Alıştırma >>
Tevbe suresinin 112. ayetiyle ilgili metinde "Kuran-i Kerim Suresi" ifadesinden başlayıp "(التوبة : ٩)" ifadesine kadar uzanan bölümü harfi harfine yineleyin.

Verilen metin >>

*****

Kuran-i Kerim Suresi Tevbe ayet 112
Qur'an Surah At-Tawbah Verse 112
Tevbe [9]: 112 ~ TÜRKÇE - DİYANET KURAN MEALİ (Word by Word)
اَلتَّاۤىِٕبُوْنَ الْعٰبِدُوْنَ الْحَامِدُوْنَ السَّاۤىِٕحُوْنَ الرَّاكِعُوْنَ السَّاجِدُوْنَ الْاٰمِرُوْنَ بِالْمَعْرُوْفِ وَالنَّاهُوْنَ عَنِ الْمُنْكَرِ وَالْحٰفِظُوْنَ لِحُدُوْدِ اللّٰهِ ۗوَبَشِّرِ الْمُؤْمِنِيْنَ (التوبة : ٩)
- al-tāibūna
- ٱلتَّٰٓئِبُونَ
- Those who turn in repentance
- tevbe edenler
- l-ʿābidūna
- ٱلْعَٰبِدُونَ
- those who worship
- ibadet edenler
- l-ḥāmidūna
- ٱلْحَٰمِدُونَ
- those who praise
- hamdedenler
- l-sāiḥūna
- ٱلسَّٰٓئِحُونَ
- those who go out
- seyahat edenler
- l-rākiʿūna
- ٱلرَّٰكِعُونَ
- those who bow down
- rüku edenler
- l-sājidūna
- ٱلسَّٰجِدُونَ
- those who prostrate
- secde edenler
- l-āmirūna
- ٱلْءَامِرُونَ
- those who enjoin
- emredip
- bil-maʿrūfi
- بِٱلْمَعْرُوفِ
- the right
- iyiliği
- wal-nāhūna
- وَٱلنَّاهُونَ
- and those who forbid
- ve men'edenler
- ʿani l-munkari
- عَنِ ٱلْمُنكَرِ
- [on] the wrong
- kötülükten
- wal-ḥāfiẓūna
- وَٱلْحَٰفِظُونَ
- and those who observe
- ve koruyanlar
- liḥudūdi
- لِحُدُودِ
- (the) limits
- sınırlarını
- l-lahi
- ٱللَّهِۗ
- (of) Allah
- Allah'ın
- wabashiri
- وَبَشِّرِ
- And give glad tidings
- ve müjdele
- l-mu'minīna
- ٱلْمُؤْمِنِينَ
- (to) the believers
- mü'minleri
Transliteration:
At taaa'iboonal 'aabidoonal haamidoonas saaa'ihoonar raaki'oonas saajidoonal aamiroona bilma'roofi wannaahoona 'anil munkari walhaafizoona lihudoodil laah; wa bashshiril mu'mineen(QS. at-Tawbah:112)

*****

Kayıt alıntıları >>
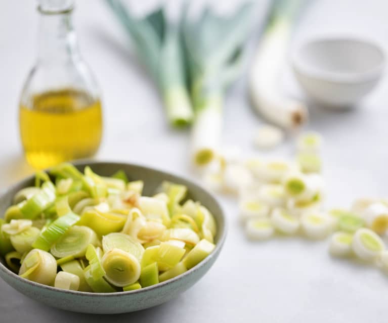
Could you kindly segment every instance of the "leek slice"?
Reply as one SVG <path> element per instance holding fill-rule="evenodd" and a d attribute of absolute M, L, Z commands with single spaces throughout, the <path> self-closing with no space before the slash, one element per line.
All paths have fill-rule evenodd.
<path fill-rule="evenodd" d="M 122 288 L 122 290 L 124 292 L 128 292 L 129 291 L 135 291 L 137 289 L 140 289 L 141 288 L 142 286 L 139 283 L 134 283 L 127 286 L 124 286 L 124 287 Z"/>
<path fill-rule="evenodd" d="M 40 191 L 39 188 L 31 187 L 22 189 L 14 197 L 14 204 L 18 204 L 25 200 L 28 200 Z"/>
<path fill-rule="evenodd" d="M 32 225 L 31 220 L 11 220 L 9 223 L 2 225 L 2 231 L 6 234 L 13 235 L 17 235 Z"/>
<path fill-rule="evenodd" d="M 132 191 L 139 195 L 141 195 L 144 187 L 144 182 L 143 180 L 134 180 L 128 182 L 126 185 L 126 189 L 128 191 Z"/>
<path fill-rule="evenodd" d="M 163 224 L 169 226 L 171 223 L 167 203 L 161 200 L 147 196 L 139 199 L 139 208 L 147 219 L 161 219 Z"/>
<path fill-rule="evenodd" d="M 147 287 L 159 283 L 158 264 L 153 262 L 142 268 L 139 279 L 143 287 Z"/>
<path fill-rule="evenodd" d="M 11 205 L 6 211 L 4 214 L 4 219 L 6 222 L 10 222 L 11 220 L 23 219 L 24 214 L 21 212 L 20 208 L 27 203 L 26 201 L 23 201 L 17 205 Z"/>
<path fill-rule="evenodd" d="M 60 217 L 40 232 L 32 247 L 47 251 L 69 228 L 79 220 L 79 217 L 73 213 L 67 203 L 67 198 L 62 199 L 56 205 Z M 64 215 L 64 212 L 67 212 Z M 61 216 L 62 215 L 62 216 Z"/>
<path fill-rule="evenodd" d="M 151 246 L 146 248 L 140 262 L 142 268 L 157 261 L 159 248 L 159 246 L 157 245 Z"/>
<path fill-rule="evenodd" d="M 360 259 L 367 261 L 375 259 L 385 249 L 384 243 L 375 232 L 367 229 L 358 229 L 353 236 L 352 248 Z"/>
<path fill-rule="evenodd" d="M 95 293 L 114 293 L 117 291 L 103 277 L 97 279 L 93 278 L 90 266 L 88 266 L 83 270 L 87 283 Z"/>
<path fill-rule="evenodd" d="M 198 262 L 199 262 L 199 261 Z M 186 268 L 185 263 L 183 261 L 181 261 L 176 265 L 173 268 L 171 268 L 170 269 L 168 269 L 168 270 L 164 271 L 163 273 L 159 275 L 159 281 L 161 283 L 162 282 L 167 281 L 167 280 L 171 279 L 171 278 L 174 278 L 174 277 L 182 274 L 187 271 L 187 268 Z"/>
<path fill-rule="evenodd" d="M 88 226 L 74 225 L 53 245 L 50 252 L 57 258 L 80 258 L 85 255 L 90 244 L 100 244 L 96 233 Z"/>
<path fill-rule="evenodd" d="M 115 286 L 124 287 L 137 282 L 141 273 L 140 264 L 133 255 L 117 248 L 106 252 L 101 259 L 105 278 Z"/>
<path fill-rule="evenodd" d="M 162 242 L 159 246 L 157 258 L 159 269 L 164 271 L 173 268 L 181 261 L 185 253 L 186 250 L 184 248 L 167 242 Z M 142 286 L 143 286 L 142 284 Z"/>
<path fill-rule="evenodd" d="M 170 216 L 172 216 L 177 205 L 179 205 L 186 196 L 187 188 L 184 185 L 164 181 L 161 184 L 160 191 L 165 193 L 168 197 L 167 208 Z"/>
<path fill-rule="evenodd" d="M 207 257 L 215 247 L 214 244 L 202 239 L 185 256 L 182 262 L 188 269 L 190 269 Z"/>
<path fill-rule="evenodd" d="M 32 249 L 23 261 L 19 274 L 30 281 L 52 286 L 57 274 L 57 262 L 48 252 Z"/>
<path fill-rule="evenodd" d="M 55 187 L 51 181 L 46 181 L 39 192 L 18 206 L 25 218 L 33 219 L 52 205 L 55 198 Z"/>
<path fill-rule="evenodd" d="M 144 252 L 143 246 L 133 237 L 119 233 L 113 233 L 103 237 L 102 248 L 105 253 L 113 249 L 125 251 L 134 256 L 139 262 Z"/>
<path fill-rule="evenodd" d="M 119 169 L 112 176 L 111 176 L 111 177 L 113 178 L 118 178 L 118 179 L 121 179 L 125 183 L 125 184 L 128 183 L 128 177 L 126 176 L 126 174 L 125 174 L 125 172 L 122 169 Z"/>
<path fill-rule="evenodd" d="M 32 244 L 40 233 L 40 230 L 31 226 L 16 234 L 12 235 L 10 239 L 15 250 L 20 254 L 32 249 Z"/>
<path fill-rule="evenodd" d="M 17 251 L 11 251 L 6 254 L 4 258 L 8 267 L 14 272 L 19 272 L 22 255 Z"/>
<path fill-rule="evenodd" d="M 87 210 L 83 212 L 77 225 L 89 226 L 101 236 L 120 231 L 126 219 L 126 217 L 116 213 Z"/>
<path fill-rule="evenodd" d="M 79 277 L 70 272 L 59 271 L 55 276 L 54 287 L 77 291 L 79 288 Z"/>
<path fill-rule="evenodd" d="M 198 235 L 188 228 L 167 229 L 163 234 L 161 240 L 166 241 L 170 239 L 182 240 L 192 246 L 195 246 L 199 242 Z"/>
<path fill-rule="evenodd" d="M 58 262 L 58 261 L 57 261 Z M 60 266 L 62 270 L 66 272 L 76 275 L 79 278 L 79 291 L 81 292 L 92 292 L 92 290 L 87 283 L 85 276 L 83 273 L 83 270 L 78 260 L 71 260 L 64 263 L 60 264 Z"/>
<path fill-rule="evenodd" d="M 0 255 L 2 256 L 5 256 L 6 254 L 14 250 L 9 235 L 2 230 L 2 227 L 5 222 L 4 219 L 0 219 Z"/>
<path fill-rule="evenodd" d="M 79 202 L 89 197 L 89 194 L 84 191 L 78 191 L 72 192 L 68 195 L 69 206 L 73 209 L 73 211 L 75 214 L 82 214 L 81 212 L 76 212 L 75 207 Z"/>

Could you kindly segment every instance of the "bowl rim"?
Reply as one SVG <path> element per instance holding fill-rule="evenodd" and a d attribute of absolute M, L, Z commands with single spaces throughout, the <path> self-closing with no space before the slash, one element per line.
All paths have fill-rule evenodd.
<path fill-rule="evenodd" d="M 302 52 L 308 46 L 336 41 L 357 43 L 373 48 L 380 54 L 381 61 L 367 71 L 348 72 L 324 71 L 309 65 L 303 62 Z M 387 55 L 382 45 L 377 41 L 368 38 L 354 35 L 326 35 L 308 38 L 292 51 L 290 58 L 293 69 L 297 73 L 311 78 L 336 84 L 355 85 L 367 83 L 378 78 L 385 69 Z"/>
<path fill-rule="evenodd" d="M 115 296 L 117 297 L 118 296 L 120 296 L 120 295 L 125 296 L 125 295 L 127 295 L 130 294 L 132 295 L 132 294 L 138 294 L 140 293 L 146 293 L 151 290 L 162 288 L 163 286 L 167 285 L 170 284 L 172 284 L 177 281 L 179 281 L 181 279 L 183 279 L 185 276 L 189 275 L 191 274 L 192 273 L 194 272 L 194 271 L 196 271 L 196 270 L 199 269 L 199 268 L 203 266 L 206 262 L 208 262 L 208 261 L 209 261 L 211 258 L 213 258 L 214 257 L 217 257 L 218 254 L 219 253 L 219 252 L 221 251 L 221 250 L 222 248 L 224 243 L 225 242 L 225 239 L 226 238 L 227 233 L 227 230 L 228 230 L 228 221 L 227 220 L 227 217 L 226 216 L 225 216 L 225 210 L 224 210 L 224 208 L 222 206 L 222 205 L 219 202 L 218 200 L 216 198 L 214 195 L 212 193 L 210 192 L 208 190 L 206 190 L 203 187 L 199 184 L 198 182 L 197 182 L 196 180 L 193 180 L 192 179 L 189 179 L 185 176 L 178 175 L 177 174 L 174 173 L 174 172 L 170 172 L 169 171 L 161 170 L 160 169 L 155 168 L 152 166 L 144 166 L 143 165 L 140 165 L 139 164 L 137 164 L 134 163 L 127 163 L 125 162 L 119 162 L 119 161 L 109 161 L 105 160 L 93 160 L 90 159 L 80 159 L 80 160 L 78 160 L 77 161 L 69 161 L 68 162 L 74 165 L 74 166 L 87 166 L 87 165 L 93 166 L 93 164 L 95 165 L 97 164 L 111 164 L 112 165 L 125 164 L 130 166 L 134 166 L 135 167 L 143 168 L 145 170 L 151 170 L 152 171 L 155 171 L 161 173 L 163 176 L 164 175 L 173 176 L 173 177 L 177 177 L 179 179 L 182 179 L 184 181 L 187 181 L 189 183 L 190 183 L 190 184 L 194 184 L 195 187 L 197 187 L 197 188 L 200 189 L 202 191 L 204 191 L 206 194 L 207 194 L 212 199 L 213 199 L 213 200 L 215 202 L 215 203 L 217 204 L 218 207 L 221 210 L 221 216 L 224 220 L 224 225 L 223 228 L 223 229 L 222 230 L 221 232 L 221 236 L 220 236 L 219 238 L 218 241 L 217 242 L 217 243 L 215 244 L 215 248 L 214 248 L 214 249 L 213 250 L 213 251 L 208 256 L 207 256 L 202 261 L 199 262 L 199 263 L 197 264 L 195 266 L 187 270 L 186 271 L 185 271 L 183 273 L 182 273 L 180 275 L 178 275 L 178 276 L 176 276 L 170 279 L 167 280 L 166 281 L 165 281 L 164 282 L 158 283 L 158 284 L 155 284 L 154 285 L 152 285 L 151 286 L 148 286 L 147 287 L 144 287 L 144 288 L 142 287 L 141 289 L 135 290 L 133 291 L 114 292 L 113 293 L 94 293 L 93 292 L 81 292 L 80 291 L 72 291 L 70 290 L 63 289 L 61 288 L 58 288 L 57 287 L 49 286 L 48 285 L 45 285 L 42 284 L 36 283 L 36 282 L 30 281 L 26 278 L 23 278 L 22 277 L 21 277 L 19 275 L 12 271 L 10 269 L 8 269 L 8 268 L 7 268 L 6 266 L 4 265 L 2 263 L 2 262 L 0 262 L 0 270 L 3 271 L 5 274 L 8 274 L 8 275 L 11 276 L 13 279 L 17 280 L 23 284 L 28 284 L 33 286 L 35 286 L 38 288 L 43 288 L 44 289 L 48 290 L 52 292 L 65 293 L 66 294 L 70 294 L 77 295 L 77 296 L 81 296 L 81 297 L 82 297 L 82 296 L 87 297 L 87 296 L 93 296 L 96 297 L 103 297 L 103 296 L 104 297 L 114 297 Z M 50 168 L 46 168 L 44 170 L 44 171 L 48 171 L 48 170 L 50 170 Z M 0 194 L 0 198 L 8 194 L 9 192 L 13 190 L 15 188 L 19 186 L 23 182 L 33 180 L 34 177 L 35 177 L 35 175 L 32 174 L 26 177 L 24 177 L 24 178 L 20 180 L 18 180 L 17 182 L 9 187 L 5 191 L 3 191 L 3 192 L 2 192 Z M 218 223 L 218 224 L 219 223 Z M 3 279 L 3 280 L 4 280 L 4 279 Z"/>

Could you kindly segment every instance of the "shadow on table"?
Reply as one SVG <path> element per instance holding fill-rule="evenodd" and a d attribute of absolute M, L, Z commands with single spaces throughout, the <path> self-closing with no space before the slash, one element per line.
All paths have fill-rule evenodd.
<path fill-rule="evenodd" d="M 14 184 L 35 171 L 21 153 L 2 156 L 0 169 L 3 170 L 3 175 L 0 178 L 0 190 Z"/>

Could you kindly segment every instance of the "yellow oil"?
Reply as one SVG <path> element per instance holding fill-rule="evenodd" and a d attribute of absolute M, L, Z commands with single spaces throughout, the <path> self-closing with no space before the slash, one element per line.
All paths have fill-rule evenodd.
<path fill-rule="evenodd" d="M 101 104 L 84 92 L 66 89 L 33 97 L 21 105 L 19 122 L 27 161 L 36 168 L 88 157 L 102 134 Z"/>

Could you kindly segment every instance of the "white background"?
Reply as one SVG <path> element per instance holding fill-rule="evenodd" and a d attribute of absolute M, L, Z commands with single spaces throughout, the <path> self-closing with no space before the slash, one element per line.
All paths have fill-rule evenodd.
<path fill-rule="evenodd" d="M 145 0 L 138 2 L 141 10 L 152 5 Z M 175 2 L 169 4 L 174 6 Z M 218 2 L 222 6 L 226 2 Z M 311 3 L 296 31 L 292 48 L 307 38 L 328 34 L 359 35 L 384 47 L 388 44 L 387 2 Z M 258 38 L 267 5 L 257 2 L 257 31 L 251 37 L 251 50 Z M 2 5 L 0 189 L 33 172 L 23 159 L 17 115 L 23 83 L 35 57 L 38 22 L 33 1 L 3 0 Z M 194 177 L 187 164 L 187 132 L 168 127 L 157 94 L 104 4 L 78 1 L 74 20 L 81 52 L 103 95 L 104 140 L 96 158 L 142 163 Z M 284 72 L 283 90 L 303 96 L 290 72 Z M 259 154 L 251 140 L 261 121 L 248 103 L 245 76 L 227 97 L 224 138 L 226 144 L 238 145 L 251 155 Z M 311 104 L 308 127 L 325 137 L 328 207 L 347 207 L 359 196 L 386 197 L 387 90 L 385 79 L 356 109 L 347 112 L 329 112 Z M 291 155 L 293 148 L 288 138 L 275 154 Z M 327 242 L 295 238 L 250 243 L 237 224 L 235 203 L 229 198 L 222 200 L 230 224 L 225 247 L 208 273 L 178 299 L 136 313 L 89 315 L 48 307 L 2 281 L 0 321 L 387 321 L 387 276 L 376 268 L 331 259 Z"/>

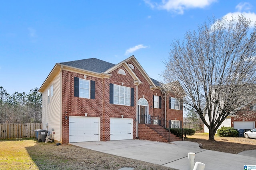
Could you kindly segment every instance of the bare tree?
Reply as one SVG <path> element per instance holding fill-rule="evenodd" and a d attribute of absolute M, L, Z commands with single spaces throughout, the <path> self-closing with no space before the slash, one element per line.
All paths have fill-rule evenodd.
<path fill-rule="evenodd" d="M 256 25 L 243 15 L 208 21 L 174 41 L 162 76 L 179 82 L 184 106 L 196 111 L 214 141 L 230 114 L 255 100 Z"/>

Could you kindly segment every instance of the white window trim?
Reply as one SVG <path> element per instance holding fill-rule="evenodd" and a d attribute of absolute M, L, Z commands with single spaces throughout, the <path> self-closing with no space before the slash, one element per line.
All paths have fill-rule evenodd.
<path fill-rule="evenodd" d="M 171 129 L 176 129 L 179 128 L 180 127 L 180 125 L 179 120 L 171 120 Z"/>
<path fill-rule="evenodd" d="M 80 81 L 85 81 L 86 82 L 89 82 L 89 88 L 88 89 L 87 89 L 87 88 L 83 88 L 82 87 L 81 87 L 81 83 L 80 83 Z M 84 96 L 81 96 L 81 89 L 86 89 L 86 90 L 88 90 L 89 91 L 88 92 L 88 97 L 84 97 Z M 80 98 L 84 98 L 86 99 L 90 99 L 90 91 L 91 91 L 91 82 L 90 81 L 88 80 L 86 80 L 86 79 L 84 79 L 83 78 L 79 78 L 79 97 Z"/>
<path fill-rule="evenodd" d="M 118 96 L 116 96 L 116 95 L 115 95 L 115 88 L 117 88 L 118 87 Z M 123 97 L 122 96 L 120 96 L 120 88 L 124 88 L 124 97 Z M 120 86 L 120 85 L 118 85 L 116 84 L 114 84 L 114 87 L 113 87 L 113 104 L 117 104 L 117 105 L 124 105 L 124 106 L 130 106 L 130 103 L 131 103 L 131 88 L 128 87 L 126 87 L 124 86 Z M 126 89 L 128 89 L 128 94 L 126 94 Z M 128 95 L 129 96 L 129 99 L 127 99 L 128 98 L 126 97 L 126 95 Z M 118 97 L 118 103 L 117 103 L 117 102 L 116 102 L 116 100 L 115 100 L 115 97 Z M 124 104 L 120 104 L 120 98 L 124 98 Z M 127 100 L 128 100 L 128 101 L 127 101 Z M 128 103 L 128 104 L 126 104 L 126 103 L 127 103 L 126 102 L 127 102 Z"/>
<path fill-rule="evenodd" d="M 158 96 L 154 95 L 154 108 L 159 108 L 159 96 Z"/>
<path fill-rule="evenodd" d="M 173 101 L 175 101 L 175 103 L 174 103 Z M 173 105 L 174 104 L 174 107 L 173 107 Z M 171 109 L 174 109 L 175 110 L 180 110 L 180 101 L 175 98 L 171 98 Z"/>

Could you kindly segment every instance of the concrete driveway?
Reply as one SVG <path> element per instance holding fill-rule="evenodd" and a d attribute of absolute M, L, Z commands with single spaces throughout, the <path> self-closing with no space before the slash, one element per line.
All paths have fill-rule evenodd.
<path fill-rule="evenodd" d="M 195 162 L 207 170 L 243 170 L 244 165 L 256 165 L 254 157 L 201 149 L 198 143 L 186 141 L 164 143 L 141 140 L 71 143 L 71 145 L 179 170 L 188 168 L 188 152 L 196 154 Z M 246 153 L 244 154 L 246 154 Z M 252 152 L 249 154 L 256 154 Z"/>

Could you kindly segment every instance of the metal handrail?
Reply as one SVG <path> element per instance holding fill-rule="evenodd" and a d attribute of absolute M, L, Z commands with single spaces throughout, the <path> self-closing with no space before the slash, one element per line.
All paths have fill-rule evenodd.
<path fill-rule="evenodd" d="M 146 115 L 142 115 L 139 116 L 139 122 L 140 123 L 146 124 L 149 125 L 149 126 L 153 129 L 155 131 L 160 133 L 162 136 L 164 135 L 164 133 L 166 132 L 166 131 L 168 131 L 168 142 L 170 142 L 170 128 L 166 128 L 164 126 L 161 124 L 161 122 L 163 121 L 159 121 L 159 117 L 158 116 L 158 119 L 152 119 L 150 115 L 148 116 Z M 162 119 L 161 119 L 162 120 Z M 159 126 L 161 127 L 159 128 Z"/>

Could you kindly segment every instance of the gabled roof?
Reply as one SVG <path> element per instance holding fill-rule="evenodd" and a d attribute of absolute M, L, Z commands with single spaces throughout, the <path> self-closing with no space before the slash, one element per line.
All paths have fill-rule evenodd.
<path fill-rule="evenodd" d="M 74 69 L 77 71 L 82 71 L 83 72 L 90 73 L 90 74 L 92 74 L 95 76 L 100 76 L 100 77 L 103 77 L 102 76 L 109 77 L 111 75 L 109 74 L 111 71 L 120 66 L 123 65 L 134 79 L 134 84 L 143 83 L 128 64 L 127 62 L 130 61 L 132 61 L 142 72 L 142 75 L 150 84 L 151 89 L 157 88 L 157 86 L 160 86 L 160 82 L 149 77 L 135 57 L 132 55 L 117 64 L 110 63 L 95 58 L 56 63 L 39 89 L 39 91 L 42 92 L 52 81 L 56 75 L 60 71 L 62 68 L 64 68 L 64 67 L 72 69 L 73 70 Z"/>
<path fill-rule="evenodd" d="M 95 58 L 60 63 L 59 64 L 99 73 L 105 72 L 106 70 L 116 65 Z"/>
<path fill-rule="evenodd" d="M 160 87 L 161 86 L 161 82 L 158 82 L 157 80 L 156 80 L 153 78 L 150 78 L 151 79 L 151 80 L 152 80 L 153 82 L 155 84 L 156 86 L 159 87 Z"/>

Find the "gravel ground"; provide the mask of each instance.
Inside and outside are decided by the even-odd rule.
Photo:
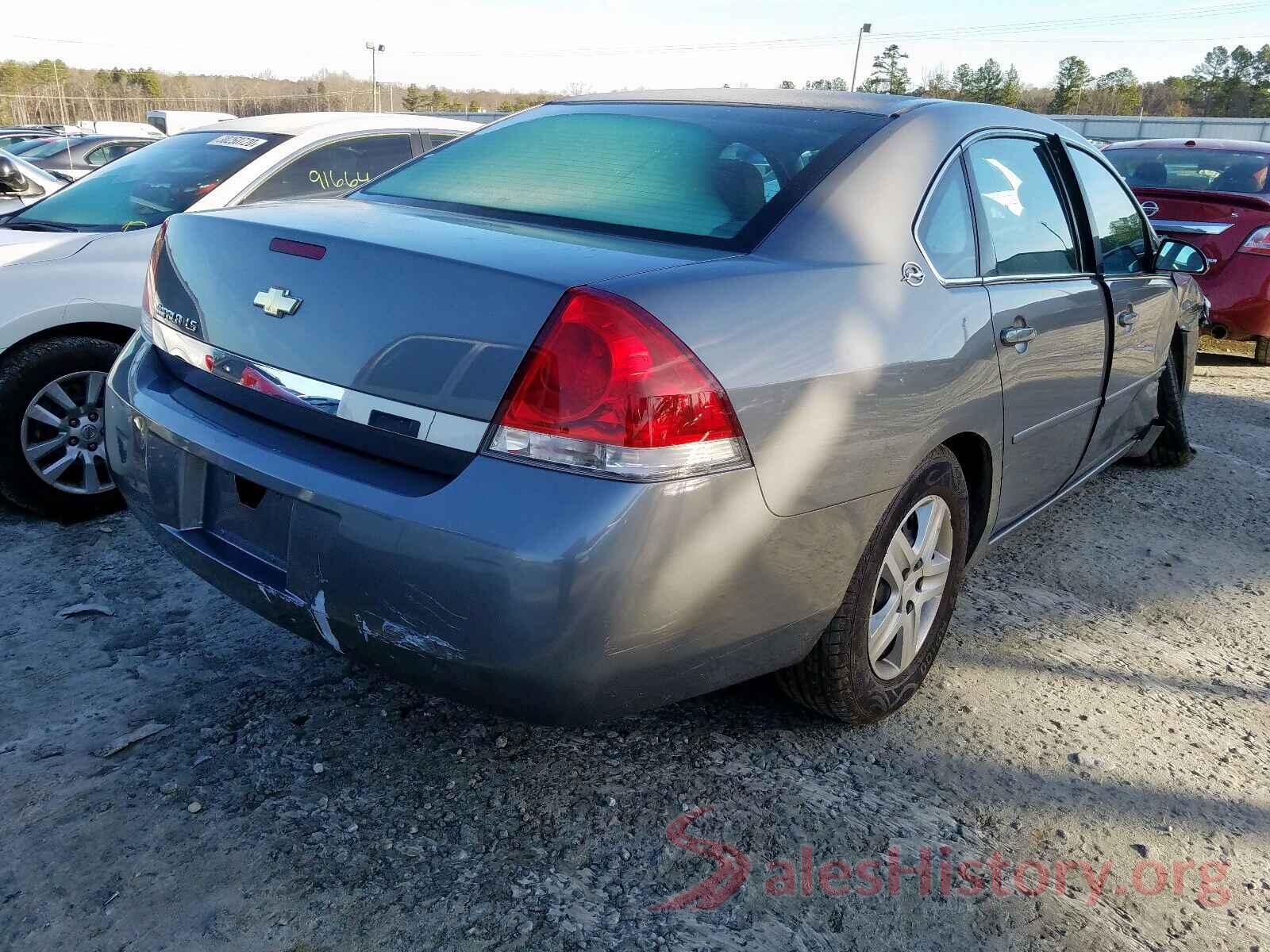
[[[859,731],[767,682],[507,721],[269,626],[126,514],[0,510],[0,948],[1266,948],[1267,385],[1203,357],[1194,465],[1008,539]]]

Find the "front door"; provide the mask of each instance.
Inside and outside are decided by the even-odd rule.
[[[1006,526],[1053,498],[1081,463],[1102,397],[1107,308],[1081,267],[1050,146],[1011,135],[979,140],[966,156],[1005,396]]]
[[[1168,273],[1153,273],[1151,239],[1138,203],[1091,154],[1068,146],[1090,211],[1099,269],[1111,300],[1113,347],[1106,404],[1091,465],[1139,437],[1156,416],[1160,367],[1168,354],[1177,307]]]

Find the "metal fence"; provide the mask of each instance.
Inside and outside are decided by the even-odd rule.
[[[427,110],[425,110],[427,112]],[[433,113],[448,119],[494,122],[508,113]],[[1082,136],[1123,142],[1129,138],[1238,138],[1270,142],[1270,119],[1226,119],[1205,116],[1049,116]]]
[[[1123,142],[1129,138],[1237,138],[1270,142],[1270,119],[1203,116],[1050,116],[1082,136]]]

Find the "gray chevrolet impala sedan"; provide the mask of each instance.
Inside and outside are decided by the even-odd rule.
[[[993,542],[1190,458],[1204,267],[1026,113],[582,96],[169,218],[107,452],[196,572],[438,693],[578,721],[776,671],[865,724]]]

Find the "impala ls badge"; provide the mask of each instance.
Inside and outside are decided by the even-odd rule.
[[[288,317],[300,310],[304,298],[288,297],[286,288],[269,288],[255,296],[255,306],[263,307],[271,317]]]

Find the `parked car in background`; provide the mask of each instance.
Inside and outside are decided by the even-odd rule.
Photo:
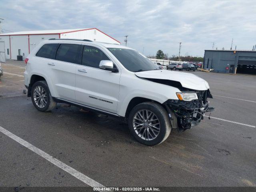
[[[162,64],[161,64],[160,63],[156,63],[156,64],[158,67],[162,69],[167,69],[167,67],[166,65],[163,65]]]
[[[189,63],[184,63],[182,64],[182,69],[187,71],[192,70],[193,71],[195,71],[196,69],[194,65]]]
[[[182,69],[182,66],[180,64],[177,64],[177,63],[171,63],[170,65],[166,66],[166,69],[171,69],[172,70],[181,70]]]
[[[3,69],[1,66],[1,63],[0,62],[0,79],[1,79],[1,76],[3,75]]]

*****

Görev çözümü >>
Kuran-i Kerim Suresi Tevbe ayet 112
Qur'an Surah At-Tawbah Verse 112
Tevbe [9]: 112 ~ TÜRKÇE - DİYANET KURAN MEALİ (Word by Word)
اَلتَّاۤىِٕبُوْنَ الْعٰبِدُوْنَ الْحَامِدُوْنَ السَّاۤىِٕحُوْنَ الرَّاكِعُوْنَ السَّاجِدُوْنَ الْاٰمِرُوْنَ بِالْمَعْرُوْفِ وَالنَّاهُوْنَ عَنِ الْمُنْكَرِ وَالْحٰفِظُوْنَ لِحُدُوْدِ اللّٰهِ ۗوَبَشِّرِ الْمُؤْمِنِيْنَ (التوبة : ٩)